Ambasciatore, la Russia ha respinto il piano italiano di pace, che prevedeva cessate il fuoco, neutralità dell'Ucraina e autonomia di Crimea e Donbass. Putin potrebbe accontentarsi di tale soluzione?
«Se partiamo dalla situazione sul terreno, non esistono ancora le condizioni perché un negoziato serio si avvii. Putin è convinto di potersi rafforzare, conquistando una parte consistente del Donbass e consolidando i possessi lungo il Mar Nero. Del resto, circa un terzo dell'Ucraina è occupato dalla Russia e Putin difficilmente abbandonerà quei territori. Solo la resa degli ucraini potrebbe convincerlo a un cessate il fuoco. Anche l'aggredito ucraino ritiene di avere molto da difendere, e quindi non considera delle ipotesi negoziali e tanto meno vuole arrendersi. Ciò non significa che si debbano risparmiare interventi diplomatici come il piano italiano, le mediazioni turche o le telefonate a Putin. Per ora però non c'è spazio per una trattativa, parlano solo le armi».

Prima l'incontro con Biden, poi le chiamate a Putin e Zelensky. Draghi può creare i presupposti per un negoziato?

-------

COMPITI DELL'ESERCIZIO:
**A)** Nell'intervista sulla guerra in Ucraina, per quale motivo l'ambasciatore sostiene che non esistono ancora le condizioni per avviare un negoziato serio? Rispondi con una, due o tre frasi.
**B)** Ricopia dall'intervista sulla guerra in Ucraina l'intero passo che va da "Ambasciatore, la Russia" giù fino a "di tale soluzione?", con entrambi gli estremi compresi.
**C)** Prosegui l'intervista sulla guerra in Ucraina a partire dal punto in cui si interrompe.

Voci di indicazione ed etichettatura:
-------

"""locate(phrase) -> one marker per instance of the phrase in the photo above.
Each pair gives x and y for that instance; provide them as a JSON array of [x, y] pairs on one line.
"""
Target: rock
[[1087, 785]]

-------

RISPOSTE AI COMPITI:
**A)** Putin è convinto di potersi rafforzare conquistando una parte consistente del Donbass e consolidando i possessi lungo il Mar Nero, e solo la resa degli ucraini potrebbe convincerlo a un cessate il fuoco. L'Ucraina aggredita, a sua volta, ritiene di avere molto da difendere, quindi non considera ipotesi negoziali e tanto meno vuole arrendersi.

**B)**
Ambasciatore, la Russia ha respinto il piano italiano di pace, che prevedeva cessate il fuoco, neutralità dell'Ucraina e autonomia di Crimea e Donbass. Putin potrebbe accontentarsi di tale soluzione?

**C)**
«In questo momento bisogna che l'aggressore si fermi. Non si tratta di creare ponti o fare mediazioni che peraltro restano improduttive e vengono respinte al mittente. Bisogna fermare la guerra, scelta che è solo nelle mani dell'aggressore. La prima cosa fare è rendere all'aggressore difficile il compito, far salire il prezzo della sua follia. Lo si fa restando fermi sulle forniture di armi e rendendo severo l'apparato sanzionatorio contro Mosca, per portarla a negoziare».

 



 

Basterà l'invio di armi a tenere in piedi la resistenza ucraina?
«Di sicuro servirà ad aumentare i costi della guerra perla Russia. E poi il linguaggio della forza è quello che Putin mostra meglio di comprendere.
Lui rispetta di più chi parla con fermezza, un connotato tipico della storia russa».

Dopo tre mesi qual è il bilancio della guerra?
«I russi non stanno vincendo rispetto agli obiettivi iniziali e cioè il controllo facile dell'Ucraina, ma stanno consolidandosi nelle aree conquistate. Gli ucraini non la stanno perdendo, nel senso che la resistenza è ancora forte e contano sulla fornitura di missili a lungo raggio per pareggiare le recenti avanzate russe.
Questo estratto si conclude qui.